Job: Locate every line in the records that contains the word "dark", and copy each such line in full.

-- start --

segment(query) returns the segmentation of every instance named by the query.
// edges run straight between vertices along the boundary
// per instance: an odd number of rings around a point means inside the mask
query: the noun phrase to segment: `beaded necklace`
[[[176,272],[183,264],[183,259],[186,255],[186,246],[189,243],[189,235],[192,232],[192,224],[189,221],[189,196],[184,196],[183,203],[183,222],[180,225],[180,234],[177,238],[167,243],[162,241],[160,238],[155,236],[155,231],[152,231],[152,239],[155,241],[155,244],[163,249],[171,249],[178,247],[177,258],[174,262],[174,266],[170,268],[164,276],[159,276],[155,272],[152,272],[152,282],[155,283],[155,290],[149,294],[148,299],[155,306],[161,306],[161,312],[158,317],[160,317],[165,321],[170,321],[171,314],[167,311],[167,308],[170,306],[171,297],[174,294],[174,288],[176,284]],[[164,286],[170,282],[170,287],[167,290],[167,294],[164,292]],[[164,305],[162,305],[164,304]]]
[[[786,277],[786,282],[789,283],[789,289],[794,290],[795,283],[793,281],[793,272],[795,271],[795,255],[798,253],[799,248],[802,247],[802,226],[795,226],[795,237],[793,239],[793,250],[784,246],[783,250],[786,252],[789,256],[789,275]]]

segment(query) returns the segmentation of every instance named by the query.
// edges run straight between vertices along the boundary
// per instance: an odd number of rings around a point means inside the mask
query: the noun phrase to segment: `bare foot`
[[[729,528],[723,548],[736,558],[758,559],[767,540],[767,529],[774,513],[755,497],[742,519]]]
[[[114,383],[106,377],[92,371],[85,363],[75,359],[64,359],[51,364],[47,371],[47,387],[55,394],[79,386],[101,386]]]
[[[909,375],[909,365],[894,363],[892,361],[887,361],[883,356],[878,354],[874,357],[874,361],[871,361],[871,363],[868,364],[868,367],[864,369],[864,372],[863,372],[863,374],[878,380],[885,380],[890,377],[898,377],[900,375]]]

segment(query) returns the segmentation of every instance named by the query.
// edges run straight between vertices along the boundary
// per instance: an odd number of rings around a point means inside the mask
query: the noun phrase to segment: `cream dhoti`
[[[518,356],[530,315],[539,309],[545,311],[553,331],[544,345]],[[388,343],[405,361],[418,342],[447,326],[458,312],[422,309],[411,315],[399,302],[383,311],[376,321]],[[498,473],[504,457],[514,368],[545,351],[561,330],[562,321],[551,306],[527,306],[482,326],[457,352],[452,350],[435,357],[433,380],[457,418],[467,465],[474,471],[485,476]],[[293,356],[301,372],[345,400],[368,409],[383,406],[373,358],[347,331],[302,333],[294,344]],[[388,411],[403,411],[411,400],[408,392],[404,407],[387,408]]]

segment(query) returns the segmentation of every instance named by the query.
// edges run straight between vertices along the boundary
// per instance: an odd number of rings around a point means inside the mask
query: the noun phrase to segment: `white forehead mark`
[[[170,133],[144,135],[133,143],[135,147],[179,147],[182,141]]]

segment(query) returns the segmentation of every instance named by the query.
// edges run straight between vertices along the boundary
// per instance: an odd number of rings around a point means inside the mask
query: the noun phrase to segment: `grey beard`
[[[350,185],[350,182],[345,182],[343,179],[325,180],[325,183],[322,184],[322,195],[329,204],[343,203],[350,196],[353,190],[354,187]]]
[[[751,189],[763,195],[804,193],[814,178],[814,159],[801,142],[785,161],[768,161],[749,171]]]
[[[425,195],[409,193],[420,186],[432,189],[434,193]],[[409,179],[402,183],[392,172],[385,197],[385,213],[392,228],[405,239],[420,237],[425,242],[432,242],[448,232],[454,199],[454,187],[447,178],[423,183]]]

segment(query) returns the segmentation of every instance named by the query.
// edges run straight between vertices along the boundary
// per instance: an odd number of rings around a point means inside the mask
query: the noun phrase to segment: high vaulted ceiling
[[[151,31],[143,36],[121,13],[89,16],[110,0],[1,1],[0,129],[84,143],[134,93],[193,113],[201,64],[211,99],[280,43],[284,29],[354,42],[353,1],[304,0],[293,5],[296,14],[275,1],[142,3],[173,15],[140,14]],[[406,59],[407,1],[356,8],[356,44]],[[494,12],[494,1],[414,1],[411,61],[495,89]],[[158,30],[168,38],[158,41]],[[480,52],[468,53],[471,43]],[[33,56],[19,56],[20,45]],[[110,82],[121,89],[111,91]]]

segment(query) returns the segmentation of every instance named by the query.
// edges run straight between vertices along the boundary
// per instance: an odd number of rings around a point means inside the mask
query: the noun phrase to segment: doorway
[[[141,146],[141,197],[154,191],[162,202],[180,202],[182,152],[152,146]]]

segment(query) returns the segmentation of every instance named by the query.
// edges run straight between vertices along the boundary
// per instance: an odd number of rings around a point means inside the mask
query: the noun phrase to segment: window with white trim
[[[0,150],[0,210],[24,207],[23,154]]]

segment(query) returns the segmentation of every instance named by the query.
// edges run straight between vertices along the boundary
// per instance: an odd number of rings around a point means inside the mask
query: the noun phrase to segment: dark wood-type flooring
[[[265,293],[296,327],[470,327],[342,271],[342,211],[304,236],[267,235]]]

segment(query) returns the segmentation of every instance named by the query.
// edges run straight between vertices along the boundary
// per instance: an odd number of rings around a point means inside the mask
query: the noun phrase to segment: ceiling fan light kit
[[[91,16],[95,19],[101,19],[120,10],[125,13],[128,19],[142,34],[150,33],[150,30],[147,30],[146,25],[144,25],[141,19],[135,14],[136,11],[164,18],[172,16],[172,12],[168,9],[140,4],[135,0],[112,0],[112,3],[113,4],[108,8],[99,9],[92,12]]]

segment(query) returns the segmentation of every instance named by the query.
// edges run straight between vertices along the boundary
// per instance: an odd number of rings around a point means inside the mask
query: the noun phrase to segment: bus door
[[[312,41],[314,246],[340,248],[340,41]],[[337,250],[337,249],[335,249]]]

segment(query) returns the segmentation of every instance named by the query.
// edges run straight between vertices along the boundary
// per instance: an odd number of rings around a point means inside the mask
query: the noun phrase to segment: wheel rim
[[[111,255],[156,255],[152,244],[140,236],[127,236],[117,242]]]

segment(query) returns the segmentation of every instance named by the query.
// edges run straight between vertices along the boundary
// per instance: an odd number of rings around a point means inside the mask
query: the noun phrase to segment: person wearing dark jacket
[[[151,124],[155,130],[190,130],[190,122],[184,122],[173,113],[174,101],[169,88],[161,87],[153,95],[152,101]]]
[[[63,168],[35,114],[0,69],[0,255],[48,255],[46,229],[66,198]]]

-- end --

Correct response:
query: the noun phrase to segment: dark wood-type flooring
query: the noun phrase to segment: person wearing dark jacket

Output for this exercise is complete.